Opdrachtdoel: Vat de tekst over criminaliteit in Nederland samen in twee zinnen.

Nederlanders zijn minder vaak slachtoffer van geweld, inbraak, diefstal, vernieling en andere traditionele vormen van criminaliteit. Maar ze hebben vaker last van digitale criminaliteit. Ze worden bijvoorbeeld meer gehackt of opgelicht via internet. Dat meldt het Centraal Bureau voor de Statistiek (CBS) in de tweejaarlijkse Veiligheidsmonitor.
In 2019 was 14 procent van de Nederlanders slachtoffer van een traditionele vorm van criminaliteit, stelt het CBS op basis van een enquête onder inwoners van vijftien jaar of ouder. In 2012 was dat nog 20 procent. Zij hadden vooral minder te maken met vandalisme en vermogensdelicten, zoals inbraak en diefstal. Ook de politie registreert over langere tijd een daling van de meeste vormen van traditionele criminaliteit. Maar het laatste jaar ziet de politie amper een daling.

Vastgelegde gegevens:

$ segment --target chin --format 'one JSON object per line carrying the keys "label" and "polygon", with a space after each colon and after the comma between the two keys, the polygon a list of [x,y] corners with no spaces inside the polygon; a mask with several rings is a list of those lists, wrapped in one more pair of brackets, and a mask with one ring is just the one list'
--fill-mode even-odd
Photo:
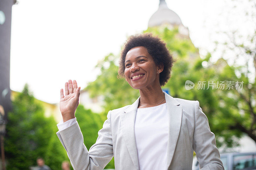
{"label": "chin", "polygon": [[142,85],[130,85],[131,87],[133,89],[136,89],[136,90],[139,90],[143,89],[144,87],[144,86]]}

Antwoord opdracht: Volgens de tweejaarlijkse Veiligheidsmonitor van het CBS zijn Nederlanders minder vaak slachtoffer van traditionele criminaliteit zoals geweld, inbraak en diefstal, maar hebben ze vaker last van digitale criminaliteit, zoals hacken en oplichting via internet. In 2019 was 14 procent van de inwoners van vijftien jaar of ouder slachtoffer van traditionele criminaliteit, tegen 20 procent in 2012, en ook de politie registreert over langere tijd een daling, al ziet zij het laatste jaar amper een afname.